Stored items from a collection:
▬▬▬▬▬▬
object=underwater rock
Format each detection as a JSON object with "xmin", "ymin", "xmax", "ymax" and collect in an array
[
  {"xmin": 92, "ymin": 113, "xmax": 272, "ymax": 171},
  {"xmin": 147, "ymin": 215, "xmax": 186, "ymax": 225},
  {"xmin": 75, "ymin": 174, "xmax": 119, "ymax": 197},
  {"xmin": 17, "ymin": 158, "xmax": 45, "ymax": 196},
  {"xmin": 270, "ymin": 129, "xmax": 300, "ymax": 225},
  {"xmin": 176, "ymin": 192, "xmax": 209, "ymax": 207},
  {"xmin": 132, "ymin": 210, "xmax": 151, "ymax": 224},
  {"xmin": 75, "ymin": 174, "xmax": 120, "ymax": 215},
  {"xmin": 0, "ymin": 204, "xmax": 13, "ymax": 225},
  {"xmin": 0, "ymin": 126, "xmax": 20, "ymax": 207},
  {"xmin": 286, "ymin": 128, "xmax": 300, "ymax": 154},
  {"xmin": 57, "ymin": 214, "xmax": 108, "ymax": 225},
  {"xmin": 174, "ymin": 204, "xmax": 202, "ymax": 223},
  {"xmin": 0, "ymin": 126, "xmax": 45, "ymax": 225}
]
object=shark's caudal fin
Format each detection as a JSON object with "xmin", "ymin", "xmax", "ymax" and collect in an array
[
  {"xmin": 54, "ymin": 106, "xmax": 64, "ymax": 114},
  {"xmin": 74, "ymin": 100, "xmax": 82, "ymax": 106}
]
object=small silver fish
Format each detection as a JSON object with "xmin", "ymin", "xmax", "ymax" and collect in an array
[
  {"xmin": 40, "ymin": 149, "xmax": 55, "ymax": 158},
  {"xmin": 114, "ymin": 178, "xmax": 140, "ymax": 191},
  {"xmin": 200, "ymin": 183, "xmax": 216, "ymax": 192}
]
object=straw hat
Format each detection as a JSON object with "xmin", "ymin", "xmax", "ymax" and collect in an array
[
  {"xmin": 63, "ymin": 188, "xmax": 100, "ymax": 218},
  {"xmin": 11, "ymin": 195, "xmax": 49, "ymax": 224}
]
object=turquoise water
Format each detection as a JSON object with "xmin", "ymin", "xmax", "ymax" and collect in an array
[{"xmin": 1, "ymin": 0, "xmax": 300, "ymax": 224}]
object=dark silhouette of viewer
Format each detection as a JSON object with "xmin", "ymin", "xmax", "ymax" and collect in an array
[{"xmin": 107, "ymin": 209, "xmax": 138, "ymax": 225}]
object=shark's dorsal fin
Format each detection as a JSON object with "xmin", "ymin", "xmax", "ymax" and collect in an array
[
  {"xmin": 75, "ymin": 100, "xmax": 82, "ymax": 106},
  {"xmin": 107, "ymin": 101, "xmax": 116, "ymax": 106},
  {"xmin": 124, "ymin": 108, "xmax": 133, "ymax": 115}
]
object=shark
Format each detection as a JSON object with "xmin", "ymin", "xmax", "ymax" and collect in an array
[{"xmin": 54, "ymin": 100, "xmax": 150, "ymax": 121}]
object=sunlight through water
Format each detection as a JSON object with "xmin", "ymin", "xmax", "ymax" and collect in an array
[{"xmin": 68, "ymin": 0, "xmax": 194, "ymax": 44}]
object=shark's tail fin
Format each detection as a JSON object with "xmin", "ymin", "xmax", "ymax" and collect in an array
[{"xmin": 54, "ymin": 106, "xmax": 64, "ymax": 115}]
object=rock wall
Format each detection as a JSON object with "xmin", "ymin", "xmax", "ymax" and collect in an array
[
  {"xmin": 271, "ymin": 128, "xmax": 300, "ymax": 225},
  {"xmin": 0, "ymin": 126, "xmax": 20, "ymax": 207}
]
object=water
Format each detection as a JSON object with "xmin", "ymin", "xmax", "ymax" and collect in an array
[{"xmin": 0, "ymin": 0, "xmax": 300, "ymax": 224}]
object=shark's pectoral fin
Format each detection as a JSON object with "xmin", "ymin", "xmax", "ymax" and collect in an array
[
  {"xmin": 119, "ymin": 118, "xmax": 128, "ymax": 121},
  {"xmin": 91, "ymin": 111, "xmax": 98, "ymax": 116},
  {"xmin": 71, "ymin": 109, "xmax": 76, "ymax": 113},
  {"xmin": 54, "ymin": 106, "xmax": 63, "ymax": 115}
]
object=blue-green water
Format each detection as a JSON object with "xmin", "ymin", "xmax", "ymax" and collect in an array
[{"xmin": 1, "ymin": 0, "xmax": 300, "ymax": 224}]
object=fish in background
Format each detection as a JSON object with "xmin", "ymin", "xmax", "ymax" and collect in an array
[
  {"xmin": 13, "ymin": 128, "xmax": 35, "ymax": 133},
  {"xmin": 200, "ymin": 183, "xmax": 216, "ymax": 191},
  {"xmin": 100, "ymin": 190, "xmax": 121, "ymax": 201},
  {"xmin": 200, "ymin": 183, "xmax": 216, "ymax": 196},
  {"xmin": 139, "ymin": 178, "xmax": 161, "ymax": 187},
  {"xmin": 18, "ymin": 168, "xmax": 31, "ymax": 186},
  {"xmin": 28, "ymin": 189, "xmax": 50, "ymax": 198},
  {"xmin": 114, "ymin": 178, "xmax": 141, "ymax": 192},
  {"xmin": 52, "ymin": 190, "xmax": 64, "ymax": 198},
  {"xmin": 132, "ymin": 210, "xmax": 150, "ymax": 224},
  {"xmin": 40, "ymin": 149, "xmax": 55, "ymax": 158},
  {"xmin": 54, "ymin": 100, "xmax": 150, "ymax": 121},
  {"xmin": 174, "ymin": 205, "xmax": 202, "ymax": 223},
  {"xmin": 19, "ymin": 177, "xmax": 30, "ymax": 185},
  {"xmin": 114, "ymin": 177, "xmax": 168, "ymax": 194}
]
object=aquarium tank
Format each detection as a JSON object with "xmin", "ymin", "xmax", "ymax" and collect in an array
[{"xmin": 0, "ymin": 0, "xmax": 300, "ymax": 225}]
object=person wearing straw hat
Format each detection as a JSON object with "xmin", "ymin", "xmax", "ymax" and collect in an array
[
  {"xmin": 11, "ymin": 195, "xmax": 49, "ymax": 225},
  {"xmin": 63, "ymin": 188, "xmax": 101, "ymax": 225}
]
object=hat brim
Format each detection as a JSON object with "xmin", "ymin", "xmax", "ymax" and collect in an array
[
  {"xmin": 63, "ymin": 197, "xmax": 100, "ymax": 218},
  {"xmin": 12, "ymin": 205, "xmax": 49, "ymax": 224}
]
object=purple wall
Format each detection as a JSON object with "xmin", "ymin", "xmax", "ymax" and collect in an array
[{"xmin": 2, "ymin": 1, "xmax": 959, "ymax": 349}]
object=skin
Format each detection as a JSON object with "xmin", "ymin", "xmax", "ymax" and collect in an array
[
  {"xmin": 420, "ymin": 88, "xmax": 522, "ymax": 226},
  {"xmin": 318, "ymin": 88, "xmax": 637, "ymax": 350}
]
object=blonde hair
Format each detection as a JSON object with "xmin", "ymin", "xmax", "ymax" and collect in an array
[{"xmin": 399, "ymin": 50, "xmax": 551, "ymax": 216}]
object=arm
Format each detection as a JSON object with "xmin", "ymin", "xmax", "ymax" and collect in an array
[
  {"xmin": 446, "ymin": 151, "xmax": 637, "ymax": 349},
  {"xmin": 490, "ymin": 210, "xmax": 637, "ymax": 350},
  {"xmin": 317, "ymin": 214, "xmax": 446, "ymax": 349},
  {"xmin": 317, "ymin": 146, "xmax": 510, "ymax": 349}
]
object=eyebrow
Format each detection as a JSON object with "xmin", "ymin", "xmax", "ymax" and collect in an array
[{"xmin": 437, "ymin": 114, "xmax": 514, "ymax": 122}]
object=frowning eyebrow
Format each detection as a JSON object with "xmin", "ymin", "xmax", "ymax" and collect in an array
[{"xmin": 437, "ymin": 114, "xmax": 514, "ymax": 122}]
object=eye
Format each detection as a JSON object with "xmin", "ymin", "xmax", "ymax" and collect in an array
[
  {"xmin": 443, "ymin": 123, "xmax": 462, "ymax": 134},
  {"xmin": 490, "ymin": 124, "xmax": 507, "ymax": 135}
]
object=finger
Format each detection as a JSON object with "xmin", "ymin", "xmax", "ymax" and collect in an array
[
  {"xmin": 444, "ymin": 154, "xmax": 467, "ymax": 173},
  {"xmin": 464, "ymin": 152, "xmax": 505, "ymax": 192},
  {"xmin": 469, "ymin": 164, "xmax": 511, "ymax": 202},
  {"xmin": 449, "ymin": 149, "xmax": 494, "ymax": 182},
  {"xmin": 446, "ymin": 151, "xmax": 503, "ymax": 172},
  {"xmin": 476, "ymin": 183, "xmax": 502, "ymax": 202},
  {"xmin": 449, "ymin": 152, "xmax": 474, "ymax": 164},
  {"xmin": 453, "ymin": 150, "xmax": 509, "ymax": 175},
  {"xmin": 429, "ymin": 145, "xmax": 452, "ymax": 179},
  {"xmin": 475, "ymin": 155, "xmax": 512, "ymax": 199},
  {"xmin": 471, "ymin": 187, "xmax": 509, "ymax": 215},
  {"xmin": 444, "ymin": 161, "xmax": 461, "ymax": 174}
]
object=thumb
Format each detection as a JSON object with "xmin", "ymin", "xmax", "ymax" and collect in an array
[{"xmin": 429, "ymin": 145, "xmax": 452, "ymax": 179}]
▬▬▬▬▬▬
What to do
Find how many lines of the records hold the string "shark", then give that number by itself.

Answer section
5